-- Start GIVEN DATA --

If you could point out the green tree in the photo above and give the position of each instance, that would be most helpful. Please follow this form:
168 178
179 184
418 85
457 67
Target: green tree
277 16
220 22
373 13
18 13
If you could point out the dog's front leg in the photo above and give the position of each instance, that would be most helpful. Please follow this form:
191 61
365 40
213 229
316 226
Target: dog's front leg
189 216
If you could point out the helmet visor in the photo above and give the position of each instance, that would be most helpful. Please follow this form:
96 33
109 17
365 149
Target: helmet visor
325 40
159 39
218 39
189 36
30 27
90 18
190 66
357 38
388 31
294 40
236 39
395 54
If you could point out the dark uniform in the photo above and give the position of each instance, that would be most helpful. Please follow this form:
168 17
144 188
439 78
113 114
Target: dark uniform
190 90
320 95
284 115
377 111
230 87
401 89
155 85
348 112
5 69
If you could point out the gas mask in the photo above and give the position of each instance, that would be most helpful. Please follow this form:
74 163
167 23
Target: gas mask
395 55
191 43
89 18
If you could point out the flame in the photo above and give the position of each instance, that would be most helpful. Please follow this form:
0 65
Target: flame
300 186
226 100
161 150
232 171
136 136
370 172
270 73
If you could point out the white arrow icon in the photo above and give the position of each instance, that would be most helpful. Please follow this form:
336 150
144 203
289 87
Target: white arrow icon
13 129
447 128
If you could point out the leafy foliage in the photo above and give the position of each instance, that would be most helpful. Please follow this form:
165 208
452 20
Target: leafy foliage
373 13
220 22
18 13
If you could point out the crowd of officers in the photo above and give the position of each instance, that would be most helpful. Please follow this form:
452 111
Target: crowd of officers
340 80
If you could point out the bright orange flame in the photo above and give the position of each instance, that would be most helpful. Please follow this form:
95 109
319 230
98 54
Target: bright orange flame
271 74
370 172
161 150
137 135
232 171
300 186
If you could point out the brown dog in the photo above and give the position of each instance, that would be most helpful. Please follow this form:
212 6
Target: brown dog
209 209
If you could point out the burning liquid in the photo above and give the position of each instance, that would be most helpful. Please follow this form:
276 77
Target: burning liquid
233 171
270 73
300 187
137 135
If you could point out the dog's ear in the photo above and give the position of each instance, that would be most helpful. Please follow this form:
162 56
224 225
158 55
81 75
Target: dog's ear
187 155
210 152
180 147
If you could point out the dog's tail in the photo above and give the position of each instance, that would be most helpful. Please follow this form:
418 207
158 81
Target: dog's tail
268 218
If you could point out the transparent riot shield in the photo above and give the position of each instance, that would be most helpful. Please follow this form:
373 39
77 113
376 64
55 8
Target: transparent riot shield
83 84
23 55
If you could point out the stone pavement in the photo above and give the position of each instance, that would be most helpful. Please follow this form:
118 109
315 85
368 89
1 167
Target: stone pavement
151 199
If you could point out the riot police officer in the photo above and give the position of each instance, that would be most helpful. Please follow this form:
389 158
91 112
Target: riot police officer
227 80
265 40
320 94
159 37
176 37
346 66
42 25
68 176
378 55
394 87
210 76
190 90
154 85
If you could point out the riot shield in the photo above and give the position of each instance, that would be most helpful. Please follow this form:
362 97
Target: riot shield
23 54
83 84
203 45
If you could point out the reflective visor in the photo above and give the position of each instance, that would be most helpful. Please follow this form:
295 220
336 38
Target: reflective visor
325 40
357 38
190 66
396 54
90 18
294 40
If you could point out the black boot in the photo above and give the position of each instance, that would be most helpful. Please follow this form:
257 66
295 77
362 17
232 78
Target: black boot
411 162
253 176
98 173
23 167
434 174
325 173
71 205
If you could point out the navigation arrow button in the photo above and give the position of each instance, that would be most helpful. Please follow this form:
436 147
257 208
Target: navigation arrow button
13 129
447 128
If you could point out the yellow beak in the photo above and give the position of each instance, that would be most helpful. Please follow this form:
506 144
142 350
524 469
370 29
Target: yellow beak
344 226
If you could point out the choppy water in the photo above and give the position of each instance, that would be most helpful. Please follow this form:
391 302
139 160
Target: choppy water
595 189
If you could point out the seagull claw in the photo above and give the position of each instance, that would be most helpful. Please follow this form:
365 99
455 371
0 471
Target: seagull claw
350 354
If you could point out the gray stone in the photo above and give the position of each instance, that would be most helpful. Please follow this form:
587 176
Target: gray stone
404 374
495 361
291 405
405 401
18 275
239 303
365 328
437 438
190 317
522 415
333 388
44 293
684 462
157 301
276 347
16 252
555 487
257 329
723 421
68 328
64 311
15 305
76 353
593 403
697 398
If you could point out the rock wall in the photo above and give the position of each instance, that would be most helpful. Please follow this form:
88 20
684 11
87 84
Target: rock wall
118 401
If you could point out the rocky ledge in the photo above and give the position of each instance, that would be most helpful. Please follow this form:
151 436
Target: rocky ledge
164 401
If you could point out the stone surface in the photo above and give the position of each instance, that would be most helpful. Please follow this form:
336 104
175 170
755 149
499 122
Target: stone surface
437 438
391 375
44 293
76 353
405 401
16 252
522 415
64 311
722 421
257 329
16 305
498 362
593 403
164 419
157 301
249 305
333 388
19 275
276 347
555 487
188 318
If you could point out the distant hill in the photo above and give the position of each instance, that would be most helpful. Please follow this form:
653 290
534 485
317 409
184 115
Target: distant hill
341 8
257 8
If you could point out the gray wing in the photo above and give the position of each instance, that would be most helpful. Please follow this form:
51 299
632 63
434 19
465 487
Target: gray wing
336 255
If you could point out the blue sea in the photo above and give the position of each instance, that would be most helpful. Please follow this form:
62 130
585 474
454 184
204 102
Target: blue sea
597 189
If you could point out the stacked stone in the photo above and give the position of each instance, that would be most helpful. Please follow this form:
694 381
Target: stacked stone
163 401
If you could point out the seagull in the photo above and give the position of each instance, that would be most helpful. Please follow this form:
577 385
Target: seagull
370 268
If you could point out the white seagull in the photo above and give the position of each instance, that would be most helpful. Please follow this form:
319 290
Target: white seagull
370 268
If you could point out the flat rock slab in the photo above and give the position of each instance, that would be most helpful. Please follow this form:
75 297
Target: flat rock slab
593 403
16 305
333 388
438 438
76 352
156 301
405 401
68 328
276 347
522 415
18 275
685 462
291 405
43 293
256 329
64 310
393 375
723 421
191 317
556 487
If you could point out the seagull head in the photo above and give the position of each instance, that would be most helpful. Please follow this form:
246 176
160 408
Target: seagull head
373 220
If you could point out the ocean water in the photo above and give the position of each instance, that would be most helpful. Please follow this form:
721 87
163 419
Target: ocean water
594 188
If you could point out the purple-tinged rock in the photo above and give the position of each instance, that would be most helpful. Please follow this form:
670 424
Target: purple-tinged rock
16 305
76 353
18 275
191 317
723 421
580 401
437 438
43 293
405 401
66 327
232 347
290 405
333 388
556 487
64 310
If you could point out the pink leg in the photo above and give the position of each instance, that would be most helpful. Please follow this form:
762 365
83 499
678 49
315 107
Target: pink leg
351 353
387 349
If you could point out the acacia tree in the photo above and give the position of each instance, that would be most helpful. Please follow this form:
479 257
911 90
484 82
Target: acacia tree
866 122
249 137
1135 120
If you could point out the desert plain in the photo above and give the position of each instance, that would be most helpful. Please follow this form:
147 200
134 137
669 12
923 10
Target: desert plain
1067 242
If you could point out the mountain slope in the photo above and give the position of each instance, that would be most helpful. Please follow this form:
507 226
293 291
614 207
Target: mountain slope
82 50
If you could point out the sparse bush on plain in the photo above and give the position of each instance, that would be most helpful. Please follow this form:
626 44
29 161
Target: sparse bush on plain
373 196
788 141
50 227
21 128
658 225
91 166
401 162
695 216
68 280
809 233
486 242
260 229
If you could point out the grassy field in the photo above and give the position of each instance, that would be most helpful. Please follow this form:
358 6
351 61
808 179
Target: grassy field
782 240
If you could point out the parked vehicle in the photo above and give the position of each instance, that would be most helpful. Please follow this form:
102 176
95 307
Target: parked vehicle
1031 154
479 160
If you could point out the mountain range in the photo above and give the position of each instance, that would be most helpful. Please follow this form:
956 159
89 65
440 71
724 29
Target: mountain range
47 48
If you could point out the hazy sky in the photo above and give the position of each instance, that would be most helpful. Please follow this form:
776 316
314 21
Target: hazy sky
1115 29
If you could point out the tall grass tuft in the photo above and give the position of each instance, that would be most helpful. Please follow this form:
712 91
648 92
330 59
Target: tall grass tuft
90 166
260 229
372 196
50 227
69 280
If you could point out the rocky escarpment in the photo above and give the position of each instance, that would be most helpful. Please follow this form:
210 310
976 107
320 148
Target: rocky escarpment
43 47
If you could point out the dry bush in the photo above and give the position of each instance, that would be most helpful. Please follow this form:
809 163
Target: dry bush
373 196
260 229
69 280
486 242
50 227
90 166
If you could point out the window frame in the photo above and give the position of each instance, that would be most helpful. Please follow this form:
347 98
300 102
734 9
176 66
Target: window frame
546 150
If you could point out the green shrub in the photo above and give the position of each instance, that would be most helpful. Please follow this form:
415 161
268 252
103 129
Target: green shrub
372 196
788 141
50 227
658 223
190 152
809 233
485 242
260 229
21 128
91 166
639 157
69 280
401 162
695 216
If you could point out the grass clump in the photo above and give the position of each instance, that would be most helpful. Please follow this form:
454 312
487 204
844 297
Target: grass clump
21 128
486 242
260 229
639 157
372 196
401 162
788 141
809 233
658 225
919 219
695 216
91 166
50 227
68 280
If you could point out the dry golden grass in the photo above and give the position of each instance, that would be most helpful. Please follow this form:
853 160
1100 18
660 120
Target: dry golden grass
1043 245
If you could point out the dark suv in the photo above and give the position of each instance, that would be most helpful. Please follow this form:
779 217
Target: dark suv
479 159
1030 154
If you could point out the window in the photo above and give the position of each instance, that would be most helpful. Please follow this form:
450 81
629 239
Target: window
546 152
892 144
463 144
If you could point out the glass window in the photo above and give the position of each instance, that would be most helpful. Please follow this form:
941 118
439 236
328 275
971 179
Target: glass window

-- End GIVEN DATA --

◆ WHAT TO WORK ON: Reproduce, without any change, the lines above from the one containing "If you could point out the glass" through the last line of the records, including both.

◆ THE REPLY:
If you could point out the glass window in the photo above and give the position of each instance, that would be most helpful. Please follow this form:
941 118
439 236
328 275
971 179
Target: glass window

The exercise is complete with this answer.